**AIM OF THE EXERCISE**: Which lines in the data below contain the string "dormer", matched case-sensitively? List every such line in full.

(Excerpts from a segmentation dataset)
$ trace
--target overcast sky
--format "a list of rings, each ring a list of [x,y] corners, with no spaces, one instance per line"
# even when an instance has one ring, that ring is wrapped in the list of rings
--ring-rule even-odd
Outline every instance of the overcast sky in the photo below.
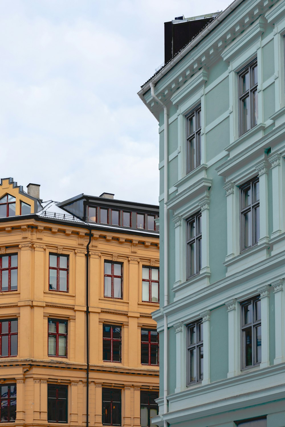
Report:
[[[1,177],[41,197],[157,204],[158,125],[137,93],[164,23],[229,0],[0,0]]]

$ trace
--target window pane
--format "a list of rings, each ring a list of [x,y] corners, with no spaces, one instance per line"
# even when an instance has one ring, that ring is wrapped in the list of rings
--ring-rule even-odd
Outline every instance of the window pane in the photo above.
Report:
[[[151,280],[159,280],[159,270],[157,268],[152,268],[151,269]]]
[[[108,224],[107,209],[100,209],[100,222],[101,224]]]
[[[66,337],[59,336],[59,356],[66,356]]]
[[[144,215],[138,214],[137,215],[137,228],[144,228]]]
[[[59,257],[59,267],[60,268],[67,268],[67,257]]]
[[[112,211],[112,224],[113,225],[119,225],[118,211]]]
[[[159,301],[159,284],[153,282],[151,285],[151,301],[152,302],[158,302]]]
[[[115,276],[122,275],[122,265],[116,263],[114,263],[114,275]]]
[[[245,339],[245,365],[250,366],[253,364],[251,328],[246,329],[244,333]]]
[[[2,335],[2,342],[1,355],[2,357],[5,357],[8,355],[8,336]]]
[[[67,272],[64,270],[59,270],[59,290],[67,290]]]
[[[18,270],[11,270],[11,290],[17,290],[18,278]]]
[[[16,215],[16,203],[9,203],[8,216],[15,216]]]
[[[57,261],[57,255],[50,254],[50,267],[56,267]]]
[[[111,263],[104,263],[104,274],[112,274],[112,264]]]
[[[8,270],[2,270],[2,290],[3,291],[7,291],[8,290],[8,278],[9,271]]]
[[[91,206],[88,208],[89,220],[92,222],[96,222],[96,208],[91,208]]]
[[[113,341],[113,361],[120,362],[120,341]]]
[[[112,296],[112,278],[105,276],[104,278],[104,296],[111,298]]]
[[[56,337],[55,335],[49,335],[48,354],[53,356],[56,354]]]
[[[124,227],[130,227],[131,215],[129,212],[123,213],[123,225]]]
[[[18,354],[18,335],[11,336],[11,355],[17,356]]]
[[[121,281],[120,278],[119,278],[118,277],[114,277],[114,298],[122,298],[121,282]]]
[[[145,406],[141,407],[141,427],[147,427],[147,407]]]
[[[149,279],[150,278],[150,269],[146,267],[143,267],[142,268],[143,279]]]
[[[141,363],[148,365],[148,344],[142,344],[141,345]]]
[[[147,215],[147,229],[154,230],[154,216]]]

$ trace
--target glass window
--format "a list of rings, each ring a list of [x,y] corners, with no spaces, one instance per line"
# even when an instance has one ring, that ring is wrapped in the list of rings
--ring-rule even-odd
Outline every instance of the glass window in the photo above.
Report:
[[[186,278],[197,274],[202,262],[201,213],[186,219]]]
[[[159,334],[156,329],[141,330],[142,365],[159,365]]]
[[[18,353],[18,319],[0,321],[0,357],[9,357]]]
[[[48,319],[48,355],[67,357],[67,320]]]
[[[147,302],[159,302],[159,269],[156,267],[142,268],[142,300]]]
[[[31,213],[31,205],[28,205],[24,202],[21,202],[21,215],[30,215]]]
[[[0,291],[16,291],[18,281],[18,256],[0,257]]]
[[[68,422],[68,386],[47,384],[47,421]]]
[[[239,73],[239,134],[247,132],[257,124],[257,60]]]
[[[50,254],[49,289],[68,291],[68,255]]]
[[[203,324],[202,320],[187,326],[187,385],[203,379]]]
[[[121,327],[112,325],[103,325],[103,360],[121,361]]]
[[[0,386],[0,420],[1,422],[15,421],[16,419],[16,384]]]
[[[201,164],[201,105],[186,116],[186,173]]]
[[[16,199],[10,194],[6,194],[0,199],[0,218],[15,215]]]
[[[244,301],[241,306],[242,366],[244,369],[261,362],[261,313],[259,296]]]
[[[256,245],[259,239],[259,181],[258,177],[241,187],[241,249]]]
[[[105,261],[104,263],[104,296],[122,298],[123,266],[120,263]]]
[[[158,405],[155,399],[158,399],[156,392],[141,392],[141,427],[150,427],[151,418],[159,413]]]
[[[121,425],[121,391],[102,387],[102,424]]]

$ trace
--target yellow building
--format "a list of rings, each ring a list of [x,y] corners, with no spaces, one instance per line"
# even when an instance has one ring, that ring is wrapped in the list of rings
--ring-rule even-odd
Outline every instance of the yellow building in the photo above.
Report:
[[[1,421],[149,425],[158,207],[108,193],[43,202],[27,188],[0,184]]]

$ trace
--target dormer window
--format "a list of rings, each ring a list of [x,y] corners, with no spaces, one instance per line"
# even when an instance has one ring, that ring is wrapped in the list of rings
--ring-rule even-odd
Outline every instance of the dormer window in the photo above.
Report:
[[[16,215],[16,198],[11,194],[5,194],[0,199],[0,218],[15,216]]]

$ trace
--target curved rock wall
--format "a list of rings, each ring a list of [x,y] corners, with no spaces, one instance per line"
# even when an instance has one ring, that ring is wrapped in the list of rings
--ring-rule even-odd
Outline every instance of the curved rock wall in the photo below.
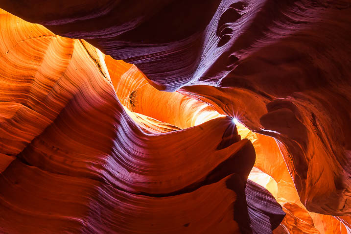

**COMPLETE ANSWER**:
--target dormer window
Outline every instance of the dormer window in the photo above.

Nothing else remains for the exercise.